_WHAT THIS TASK INVOLVES_.
Your answer must consist solely of the line containing "Identify one keypoint per instance of the pants" and all subsequent lines through the end of the entries, reproduced exactly.
══ STUDY MATERIAL ══
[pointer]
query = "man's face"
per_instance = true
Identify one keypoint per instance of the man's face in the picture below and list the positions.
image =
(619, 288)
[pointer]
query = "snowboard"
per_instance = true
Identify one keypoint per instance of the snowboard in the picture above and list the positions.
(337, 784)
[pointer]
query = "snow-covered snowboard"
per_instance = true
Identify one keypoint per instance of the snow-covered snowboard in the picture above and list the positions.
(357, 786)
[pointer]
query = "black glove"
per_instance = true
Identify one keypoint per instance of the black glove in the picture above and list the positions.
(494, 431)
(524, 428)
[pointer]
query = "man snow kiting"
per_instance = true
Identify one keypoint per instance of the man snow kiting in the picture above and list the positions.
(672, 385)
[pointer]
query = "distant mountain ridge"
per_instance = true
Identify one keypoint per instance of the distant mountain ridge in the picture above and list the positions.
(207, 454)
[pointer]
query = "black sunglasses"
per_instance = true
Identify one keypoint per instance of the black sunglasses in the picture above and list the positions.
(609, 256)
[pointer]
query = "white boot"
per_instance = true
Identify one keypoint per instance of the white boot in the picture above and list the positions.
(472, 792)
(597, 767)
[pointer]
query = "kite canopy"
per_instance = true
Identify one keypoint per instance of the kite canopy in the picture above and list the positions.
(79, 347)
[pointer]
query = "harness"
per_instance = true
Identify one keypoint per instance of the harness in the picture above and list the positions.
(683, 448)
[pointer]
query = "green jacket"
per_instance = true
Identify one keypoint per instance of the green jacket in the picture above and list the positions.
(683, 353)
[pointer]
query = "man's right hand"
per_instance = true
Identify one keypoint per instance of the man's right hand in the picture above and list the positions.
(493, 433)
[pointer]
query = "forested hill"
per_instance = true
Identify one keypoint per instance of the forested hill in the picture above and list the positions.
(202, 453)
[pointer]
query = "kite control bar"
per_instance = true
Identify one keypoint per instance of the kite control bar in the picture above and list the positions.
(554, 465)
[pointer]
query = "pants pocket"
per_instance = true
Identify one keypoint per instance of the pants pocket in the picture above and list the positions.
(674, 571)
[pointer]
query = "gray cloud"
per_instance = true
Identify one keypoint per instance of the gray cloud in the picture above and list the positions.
═══
_EXPECTED ANSWER_.
Identify one keypoint per instance of the pants pocket in the picture above and list the positions.
(674, 571)
[pointer]
query = "gray cloud"
per_instance = true
Identify one keypoint per instance of the gray cloud in the picture above and list the positions.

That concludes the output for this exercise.